Job: Rescale the stretch of the data below from the line containing "the flagpole tower" through the line containing "x=63, y=132", and output only those lines. Reproduce each one, requests included, but multiply every x and y coordinate in the answers by 1.75 and round to whole numbers, with halves rounding up.

Supplied records:
○ ○ ○ ○
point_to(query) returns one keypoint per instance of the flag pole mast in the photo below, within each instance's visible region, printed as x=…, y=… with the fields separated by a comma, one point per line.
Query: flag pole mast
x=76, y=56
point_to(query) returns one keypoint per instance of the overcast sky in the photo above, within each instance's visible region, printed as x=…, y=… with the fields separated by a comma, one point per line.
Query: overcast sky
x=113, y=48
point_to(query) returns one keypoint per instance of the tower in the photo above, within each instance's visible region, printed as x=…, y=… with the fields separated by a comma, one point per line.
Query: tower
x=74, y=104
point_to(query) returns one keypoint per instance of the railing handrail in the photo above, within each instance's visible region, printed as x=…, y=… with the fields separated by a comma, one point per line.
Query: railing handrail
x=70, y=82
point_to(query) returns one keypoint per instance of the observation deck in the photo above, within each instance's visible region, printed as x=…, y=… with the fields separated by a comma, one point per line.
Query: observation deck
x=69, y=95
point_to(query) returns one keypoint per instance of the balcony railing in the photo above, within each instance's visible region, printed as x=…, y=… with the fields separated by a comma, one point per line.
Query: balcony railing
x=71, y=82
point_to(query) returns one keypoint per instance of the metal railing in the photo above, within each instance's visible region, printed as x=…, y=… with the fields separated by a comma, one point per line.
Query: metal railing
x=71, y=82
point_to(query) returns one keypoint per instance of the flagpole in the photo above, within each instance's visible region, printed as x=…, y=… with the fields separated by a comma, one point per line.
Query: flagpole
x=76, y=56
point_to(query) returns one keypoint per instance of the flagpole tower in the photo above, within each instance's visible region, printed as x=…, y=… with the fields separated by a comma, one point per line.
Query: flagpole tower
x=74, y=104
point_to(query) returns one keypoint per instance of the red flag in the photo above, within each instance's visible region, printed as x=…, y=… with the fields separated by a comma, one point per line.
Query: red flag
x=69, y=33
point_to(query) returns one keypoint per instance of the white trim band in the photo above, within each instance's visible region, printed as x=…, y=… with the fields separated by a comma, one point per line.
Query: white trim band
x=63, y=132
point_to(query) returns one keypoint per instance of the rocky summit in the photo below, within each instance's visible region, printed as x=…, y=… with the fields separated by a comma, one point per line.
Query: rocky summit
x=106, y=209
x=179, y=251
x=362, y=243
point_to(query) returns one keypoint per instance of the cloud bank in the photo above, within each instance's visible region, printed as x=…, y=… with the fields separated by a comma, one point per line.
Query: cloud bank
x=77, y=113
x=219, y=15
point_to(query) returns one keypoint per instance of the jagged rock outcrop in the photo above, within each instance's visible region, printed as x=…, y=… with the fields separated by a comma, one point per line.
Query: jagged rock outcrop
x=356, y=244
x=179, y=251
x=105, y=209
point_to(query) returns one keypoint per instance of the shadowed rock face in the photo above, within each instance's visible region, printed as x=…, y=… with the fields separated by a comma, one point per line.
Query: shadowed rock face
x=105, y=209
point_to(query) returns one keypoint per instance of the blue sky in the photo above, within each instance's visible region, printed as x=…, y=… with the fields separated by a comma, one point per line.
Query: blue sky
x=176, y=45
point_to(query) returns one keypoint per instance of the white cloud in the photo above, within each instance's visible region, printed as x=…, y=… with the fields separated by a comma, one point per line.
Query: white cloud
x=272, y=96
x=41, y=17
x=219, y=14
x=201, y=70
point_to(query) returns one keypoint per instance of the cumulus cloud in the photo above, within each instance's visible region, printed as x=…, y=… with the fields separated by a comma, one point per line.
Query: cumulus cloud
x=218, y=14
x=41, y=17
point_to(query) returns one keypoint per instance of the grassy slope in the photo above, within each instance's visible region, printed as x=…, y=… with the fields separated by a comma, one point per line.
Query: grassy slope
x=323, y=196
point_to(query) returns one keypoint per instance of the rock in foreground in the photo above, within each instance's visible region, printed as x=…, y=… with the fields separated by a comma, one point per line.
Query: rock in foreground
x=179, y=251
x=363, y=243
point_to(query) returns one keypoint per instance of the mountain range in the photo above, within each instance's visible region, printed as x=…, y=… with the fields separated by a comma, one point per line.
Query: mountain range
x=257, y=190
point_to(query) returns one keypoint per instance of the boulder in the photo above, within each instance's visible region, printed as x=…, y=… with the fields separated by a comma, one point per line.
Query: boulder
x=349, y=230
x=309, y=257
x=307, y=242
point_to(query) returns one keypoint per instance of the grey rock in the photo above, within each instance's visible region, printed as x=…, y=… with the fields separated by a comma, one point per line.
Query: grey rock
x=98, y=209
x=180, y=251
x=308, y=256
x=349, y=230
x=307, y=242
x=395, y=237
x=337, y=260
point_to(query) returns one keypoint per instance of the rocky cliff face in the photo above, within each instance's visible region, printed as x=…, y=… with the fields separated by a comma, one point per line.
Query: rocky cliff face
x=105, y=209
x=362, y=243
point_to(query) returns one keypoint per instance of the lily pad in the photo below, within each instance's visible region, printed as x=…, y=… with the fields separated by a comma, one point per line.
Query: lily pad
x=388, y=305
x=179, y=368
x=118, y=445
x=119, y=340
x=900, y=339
○ ○ ○ ○
Written response:
point_to(query) returns one keypoint per instance of the flagpole tower in the photo above, within each instance's visible region, printed as x=…, y=… with the fields separated by a comma, one point per line.
Query: flagpole tower
x=130, y=182
point_to(query) returns one keypoint per instance of the red flag in the photo above, within each instance's visible region, printed as x=…, y=… with the fields separated by a comma, one point per line.
Query: red flag
x=121, y=58
point_to(query) returns one keypoint per instance of the white trim band in the photo above, within each instance's visible region, printed as x=…, y=… with the fields separated by a comma, one point per line.
Query: white trim band
x=110, y=231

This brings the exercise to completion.